● **EXERCISE TASK A**:
In the film review, which actors play Sam's parents?

● **EXCERPTED TEXT**:
◇ ◇ ◇ ◇

Can you imagine letting a child watch this? Let’s deal with its disgusting sexism first. Megan Kelly had been sacked between this and Revenge of the Fallen for denouncing Michael Bay’s working basis (I’ll admit calling him Hitler went too far). Every chance in the film to disparage her character is taken (two appallingly unpleasant tiny Autobots all but call her a bitch). She’s replaced by Rosie Huntington-Whiteley, introduced walking up-stairs, the camera starting at her feet and trailing up, lingering on her bottom (she’s wearing just a slightly-too short shirt). Later two characters will discuss “the perfect curves” of a car – while the camera pans up her body. Those are only the most egregious of the deeply uncomfortable sexual objectification of this poor woman.

How about its crude humour? Several actors enter a private competition to give the loudest, least funny comic cameo. Malkovich gurns and rants as Sam’s pointless, kung-fu obsessed boss. John Turturro does whatever he wants as a Transformers obsessed former-agent. Kevin Dunn and Julie White are eat-your-fist levels of unfunny as Sam’s parents. Worst of all is Ken Jeung as a Deep Throat style informer whose every scene is crammed with homophobic jokes about anal and oral sex. Remember, once upon a time this was for kids. All this alleged humour does is add to the already bloated run-time. You’ll suffer through every single word, because you certainly won’t miss it due to laughing. Bay’s idea of funny is if the joke is delivered LOUD by a wild-eyed actor, preferably accompanied by a whip-pan. He’d probably love Roy Chubby Brown.

◇ ◇ ◇ ◇

● **STORED DATA**:
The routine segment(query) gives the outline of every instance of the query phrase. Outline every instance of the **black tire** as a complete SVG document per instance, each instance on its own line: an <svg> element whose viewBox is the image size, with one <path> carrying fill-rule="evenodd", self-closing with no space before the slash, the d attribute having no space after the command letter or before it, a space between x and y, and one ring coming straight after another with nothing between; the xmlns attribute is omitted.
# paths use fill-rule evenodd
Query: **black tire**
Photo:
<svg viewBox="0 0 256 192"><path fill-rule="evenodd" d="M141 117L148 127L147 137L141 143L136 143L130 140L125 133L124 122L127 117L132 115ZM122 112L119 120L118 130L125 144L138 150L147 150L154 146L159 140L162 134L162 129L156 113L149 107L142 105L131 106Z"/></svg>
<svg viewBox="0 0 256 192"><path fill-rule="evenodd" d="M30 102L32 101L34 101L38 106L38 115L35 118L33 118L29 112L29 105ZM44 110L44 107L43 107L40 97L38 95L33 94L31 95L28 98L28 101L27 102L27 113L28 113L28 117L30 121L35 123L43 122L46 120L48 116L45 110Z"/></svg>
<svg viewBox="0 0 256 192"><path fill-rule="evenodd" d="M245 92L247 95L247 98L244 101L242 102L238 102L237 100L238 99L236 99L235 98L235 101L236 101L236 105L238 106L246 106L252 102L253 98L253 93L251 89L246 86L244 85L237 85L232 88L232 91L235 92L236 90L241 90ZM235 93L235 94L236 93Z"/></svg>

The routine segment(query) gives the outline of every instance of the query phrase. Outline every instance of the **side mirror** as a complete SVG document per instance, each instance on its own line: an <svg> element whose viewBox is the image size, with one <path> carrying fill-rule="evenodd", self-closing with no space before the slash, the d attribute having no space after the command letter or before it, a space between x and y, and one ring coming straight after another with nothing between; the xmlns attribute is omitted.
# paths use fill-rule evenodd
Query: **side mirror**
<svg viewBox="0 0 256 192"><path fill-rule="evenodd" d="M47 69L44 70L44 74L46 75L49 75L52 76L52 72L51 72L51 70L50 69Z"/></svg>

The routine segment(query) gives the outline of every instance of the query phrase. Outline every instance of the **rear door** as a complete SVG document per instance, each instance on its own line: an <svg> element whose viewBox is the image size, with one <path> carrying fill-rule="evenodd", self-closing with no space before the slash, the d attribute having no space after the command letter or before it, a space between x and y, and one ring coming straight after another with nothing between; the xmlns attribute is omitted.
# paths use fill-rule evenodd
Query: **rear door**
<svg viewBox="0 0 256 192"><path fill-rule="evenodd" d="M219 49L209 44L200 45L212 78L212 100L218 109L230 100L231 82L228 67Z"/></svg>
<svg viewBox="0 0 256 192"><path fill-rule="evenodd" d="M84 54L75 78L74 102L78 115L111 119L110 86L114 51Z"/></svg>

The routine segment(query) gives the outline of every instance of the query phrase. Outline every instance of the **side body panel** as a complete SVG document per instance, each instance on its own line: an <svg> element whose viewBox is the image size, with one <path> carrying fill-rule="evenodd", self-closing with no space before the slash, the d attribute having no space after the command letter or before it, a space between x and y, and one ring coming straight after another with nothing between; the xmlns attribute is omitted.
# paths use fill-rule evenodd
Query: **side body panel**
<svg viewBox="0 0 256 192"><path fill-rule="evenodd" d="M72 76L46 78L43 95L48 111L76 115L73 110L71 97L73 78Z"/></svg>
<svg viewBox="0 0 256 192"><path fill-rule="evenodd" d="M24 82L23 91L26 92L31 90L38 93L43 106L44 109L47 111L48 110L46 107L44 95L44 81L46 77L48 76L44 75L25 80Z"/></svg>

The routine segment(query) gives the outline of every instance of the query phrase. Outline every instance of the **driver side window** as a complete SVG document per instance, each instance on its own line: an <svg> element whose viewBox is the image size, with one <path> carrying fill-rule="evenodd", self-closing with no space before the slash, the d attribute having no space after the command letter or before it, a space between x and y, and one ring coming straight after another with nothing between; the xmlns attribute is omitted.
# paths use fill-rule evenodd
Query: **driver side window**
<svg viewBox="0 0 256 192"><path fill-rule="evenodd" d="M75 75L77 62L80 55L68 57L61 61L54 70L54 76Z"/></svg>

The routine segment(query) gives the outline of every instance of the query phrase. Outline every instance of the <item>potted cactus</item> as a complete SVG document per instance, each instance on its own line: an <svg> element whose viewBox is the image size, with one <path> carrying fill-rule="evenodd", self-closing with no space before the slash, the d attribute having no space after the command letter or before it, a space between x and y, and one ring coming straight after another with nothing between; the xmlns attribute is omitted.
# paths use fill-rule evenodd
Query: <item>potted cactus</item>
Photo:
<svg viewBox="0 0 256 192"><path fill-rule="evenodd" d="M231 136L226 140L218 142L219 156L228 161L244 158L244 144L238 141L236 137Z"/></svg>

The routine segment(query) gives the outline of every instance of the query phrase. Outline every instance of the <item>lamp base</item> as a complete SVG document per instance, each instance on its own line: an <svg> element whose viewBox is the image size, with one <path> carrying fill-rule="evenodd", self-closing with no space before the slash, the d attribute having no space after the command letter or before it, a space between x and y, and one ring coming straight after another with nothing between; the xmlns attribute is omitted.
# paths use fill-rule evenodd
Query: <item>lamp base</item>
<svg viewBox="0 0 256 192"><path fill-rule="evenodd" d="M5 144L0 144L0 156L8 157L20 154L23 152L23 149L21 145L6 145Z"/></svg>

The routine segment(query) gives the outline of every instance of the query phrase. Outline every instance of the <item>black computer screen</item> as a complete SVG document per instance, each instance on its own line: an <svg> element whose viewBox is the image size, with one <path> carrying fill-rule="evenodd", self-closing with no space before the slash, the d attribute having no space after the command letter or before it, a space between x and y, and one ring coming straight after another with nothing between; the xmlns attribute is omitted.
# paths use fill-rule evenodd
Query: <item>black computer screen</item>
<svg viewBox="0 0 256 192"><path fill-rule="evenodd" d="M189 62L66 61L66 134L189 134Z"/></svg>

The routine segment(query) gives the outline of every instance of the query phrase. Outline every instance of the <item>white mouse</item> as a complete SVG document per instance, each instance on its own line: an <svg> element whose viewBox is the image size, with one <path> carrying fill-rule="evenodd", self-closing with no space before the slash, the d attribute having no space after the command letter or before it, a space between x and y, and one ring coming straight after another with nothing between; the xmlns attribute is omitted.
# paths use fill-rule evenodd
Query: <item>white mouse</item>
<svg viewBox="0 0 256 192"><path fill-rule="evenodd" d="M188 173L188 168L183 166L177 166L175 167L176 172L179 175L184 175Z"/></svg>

◇ ◇ ◇ ◇

● **EXERCISE TASK B**:
Identify every line of the records that contains the string "mouse", and copy each of those lines in full.

● **WRITTEN SOLUTION A**:
Kevin Dunn and Julie White

● **WRITTEN SOLUTION B**:
The routine segment(query) gives the outline of every instance of the query phrase. Outline every instance of the <item>white mouse</item> as a complete SVG document per instance, each instance on its own line: an <svg> element whose viewBox is the image size, with one <path> carrying fill-rule="evenodd", self-closing with no space before the slash, the d attribute having no space after the command letter or before it, a space between x and y, and one ring coming straight after another with nothing between; the xmlns attribute is omitted.
Query: <item>white mouse</item>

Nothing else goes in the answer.